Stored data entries
-------

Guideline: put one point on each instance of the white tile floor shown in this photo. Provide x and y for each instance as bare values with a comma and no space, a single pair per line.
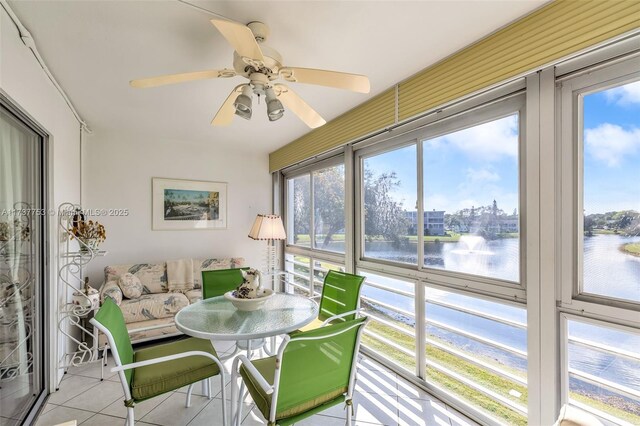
381,398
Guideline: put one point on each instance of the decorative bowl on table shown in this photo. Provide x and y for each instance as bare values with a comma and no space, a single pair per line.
246,304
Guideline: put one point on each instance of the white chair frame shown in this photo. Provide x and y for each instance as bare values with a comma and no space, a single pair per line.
120,369
236,413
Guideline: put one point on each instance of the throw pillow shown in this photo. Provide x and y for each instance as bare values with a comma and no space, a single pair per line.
130,285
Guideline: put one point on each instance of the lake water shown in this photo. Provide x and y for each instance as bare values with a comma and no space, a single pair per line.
607,270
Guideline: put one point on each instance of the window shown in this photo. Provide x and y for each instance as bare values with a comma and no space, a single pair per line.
328,208
477,350
299,211
315,209
389,202
391,332
471,200
603,370
305,276
611,195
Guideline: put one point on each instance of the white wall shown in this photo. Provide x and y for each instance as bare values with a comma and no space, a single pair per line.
23,80
117,171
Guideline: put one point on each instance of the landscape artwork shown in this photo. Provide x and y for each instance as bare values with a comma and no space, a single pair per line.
184,204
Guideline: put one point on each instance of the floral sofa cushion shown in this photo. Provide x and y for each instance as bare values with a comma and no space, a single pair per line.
194,295
111,289
200,265
153,306
153,276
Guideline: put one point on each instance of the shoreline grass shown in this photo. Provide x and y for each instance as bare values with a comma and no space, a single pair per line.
632,249
481,376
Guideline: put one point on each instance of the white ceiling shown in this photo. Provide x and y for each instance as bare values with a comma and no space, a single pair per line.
94,48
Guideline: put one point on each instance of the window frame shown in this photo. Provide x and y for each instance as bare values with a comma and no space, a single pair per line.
564,352
487,111
571,91
311,251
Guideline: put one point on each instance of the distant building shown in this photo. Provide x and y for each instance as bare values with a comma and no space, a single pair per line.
433,222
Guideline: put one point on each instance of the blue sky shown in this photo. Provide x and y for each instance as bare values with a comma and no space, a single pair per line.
474,166
471,167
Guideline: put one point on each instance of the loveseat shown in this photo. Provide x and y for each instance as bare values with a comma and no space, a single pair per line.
151,315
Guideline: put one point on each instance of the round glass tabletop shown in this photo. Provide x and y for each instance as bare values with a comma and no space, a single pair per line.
216,318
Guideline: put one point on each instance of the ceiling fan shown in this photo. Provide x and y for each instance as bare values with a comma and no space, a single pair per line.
262,65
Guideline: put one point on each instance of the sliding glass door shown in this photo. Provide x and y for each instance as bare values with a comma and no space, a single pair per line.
22,219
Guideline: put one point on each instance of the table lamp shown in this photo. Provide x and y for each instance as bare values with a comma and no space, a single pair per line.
268,227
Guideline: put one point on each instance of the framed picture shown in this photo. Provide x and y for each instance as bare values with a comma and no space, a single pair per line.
189,204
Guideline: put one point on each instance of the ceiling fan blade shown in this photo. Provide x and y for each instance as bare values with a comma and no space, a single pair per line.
240,37
295,104
224,116
180,78
341,80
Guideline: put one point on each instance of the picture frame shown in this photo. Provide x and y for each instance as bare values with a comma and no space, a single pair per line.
180,204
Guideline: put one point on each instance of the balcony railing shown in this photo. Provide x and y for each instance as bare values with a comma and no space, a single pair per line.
475,349
499,390
603,372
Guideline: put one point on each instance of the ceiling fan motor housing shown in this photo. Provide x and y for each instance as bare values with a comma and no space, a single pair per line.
272,58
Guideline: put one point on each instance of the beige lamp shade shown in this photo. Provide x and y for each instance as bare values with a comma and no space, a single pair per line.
267,227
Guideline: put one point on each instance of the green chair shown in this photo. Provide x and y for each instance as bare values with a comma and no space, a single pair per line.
156,370
312,371
340,299
218,282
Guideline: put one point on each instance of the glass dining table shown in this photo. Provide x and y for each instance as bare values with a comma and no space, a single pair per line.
217,319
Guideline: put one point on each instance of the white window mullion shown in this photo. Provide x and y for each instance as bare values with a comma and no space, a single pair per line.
548,242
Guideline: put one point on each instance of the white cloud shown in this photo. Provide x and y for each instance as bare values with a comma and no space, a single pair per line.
482,175
624,95
486,142
610,143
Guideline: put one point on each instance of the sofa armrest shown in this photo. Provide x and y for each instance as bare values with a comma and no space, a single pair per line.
112,290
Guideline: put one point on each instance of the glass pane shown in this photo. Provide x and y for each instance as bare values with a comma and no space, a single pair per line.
320,269
604,371
298,278
391,331
328,206
21,356
471,220
299,210
611,234
477,350
390,194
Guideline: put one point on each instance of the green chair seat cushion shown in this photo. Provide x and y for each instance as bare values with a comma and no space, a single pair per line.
315,324
156,379
267,367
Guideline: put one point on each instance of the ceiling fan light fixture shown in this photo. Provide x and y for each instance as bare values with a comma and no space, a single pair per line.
242,103
275,110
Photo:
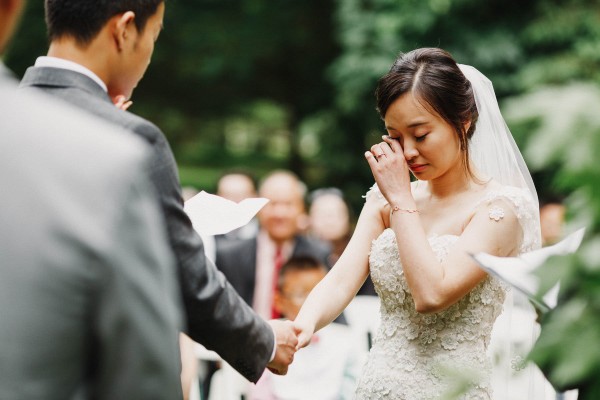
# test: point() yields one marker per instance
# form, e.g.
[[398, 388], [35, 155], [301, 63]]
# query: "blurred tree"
[[566, 135], [282, 83]]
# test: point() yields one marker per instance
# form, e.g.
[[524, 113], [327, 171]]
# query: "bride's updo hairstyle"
[[436, 81]]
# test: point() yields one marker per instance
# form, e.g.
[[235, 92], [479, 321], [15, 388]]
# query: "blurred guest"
[[552, 219], [330, 221], [252, 265], [329, 218], [237, 186], [327, 368], [89, 306]]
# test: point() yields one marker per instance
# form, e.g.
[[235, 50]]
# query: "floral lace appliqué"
[[496, 213], [412, 352]]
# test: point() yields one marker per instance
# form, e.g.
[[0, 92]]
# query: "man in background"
[[252, 265], [89, 307]]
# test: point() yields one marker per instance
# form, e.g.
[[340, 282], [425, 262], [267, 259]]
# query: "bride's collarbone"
[[446, 218]]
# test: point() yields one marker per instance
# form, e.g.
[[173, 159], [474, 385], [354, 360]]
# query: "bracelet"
[[406, 210]]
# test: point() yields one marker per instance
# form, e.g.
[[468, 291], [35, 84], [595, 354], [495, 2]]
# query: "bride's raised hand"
[[390, 170]]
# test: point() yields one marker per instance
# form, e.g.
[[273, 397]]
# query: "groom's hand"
[[286, 340]]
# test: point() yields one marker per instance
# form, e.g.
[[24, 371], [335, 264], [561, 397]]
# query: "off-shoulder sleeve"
[[526, 211]]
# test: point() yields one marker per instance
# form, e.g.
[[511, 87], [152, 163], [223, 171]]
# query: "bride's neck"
[[452, 183]]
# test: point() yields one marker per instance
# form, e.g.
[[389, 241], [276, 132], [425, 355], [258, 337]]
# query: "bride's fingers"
[[393, 143]]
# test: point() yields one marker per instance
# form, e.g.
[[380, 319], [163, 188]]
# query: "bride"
[[472, 193]]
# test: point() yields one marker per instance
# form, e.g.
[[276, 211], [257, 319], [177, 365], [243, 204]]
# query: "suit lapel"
[[62, 78]]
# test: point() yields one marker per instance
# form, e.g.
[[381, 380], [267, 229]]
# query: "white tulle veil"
[[494, 154]]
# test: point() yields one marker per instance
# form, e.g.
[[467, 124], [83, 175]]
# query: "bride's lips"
[[417, 167]]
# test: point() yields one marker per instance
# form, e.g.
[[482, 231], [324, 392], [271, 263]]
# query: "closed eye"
[[421, 138]]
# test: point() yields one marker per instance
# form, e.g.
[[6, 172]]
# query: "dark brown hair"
[[432, 75], [83, 19]]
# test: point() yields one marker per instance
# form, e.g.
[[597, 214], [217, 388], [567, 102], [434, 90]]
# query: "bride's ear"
[[467, 125]]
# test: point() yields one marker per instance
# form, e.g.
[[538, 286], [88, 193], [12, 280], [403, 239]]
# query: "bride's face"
[[431, 145]]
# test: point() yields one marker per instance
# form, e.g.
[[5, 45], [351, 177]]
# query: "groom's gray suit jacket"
[[216, 315], [89, 301]]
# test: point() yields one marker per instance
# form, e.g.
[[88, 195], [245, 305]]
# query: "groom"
[[98, 53]]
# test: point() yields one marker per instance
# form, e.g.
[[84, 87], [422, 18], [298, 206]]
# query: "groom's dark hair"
[[83, 19]]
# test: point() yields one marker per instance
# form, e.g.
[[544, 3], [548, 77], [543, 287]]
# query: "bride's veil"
[[494, 154]]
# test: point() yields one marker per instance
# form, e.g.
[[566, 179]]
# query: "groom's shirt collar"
[[55, 62]]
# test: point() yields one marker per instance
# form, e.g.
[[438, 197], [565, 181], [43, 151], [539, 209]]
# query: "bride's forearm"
[[326, 301]]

-------

- [What you will do]: Every line from the one that has "[[438, 197], [565, 181], [43, 151], [539, 209]]" down to the last line above must be written out exactly, with both ends included and nothing else.

- [Answer for the task]:
[[438, 197], [565, 181], [43, 151], [539, 209]]
# query: "bride's forearm"
[[326, 301]]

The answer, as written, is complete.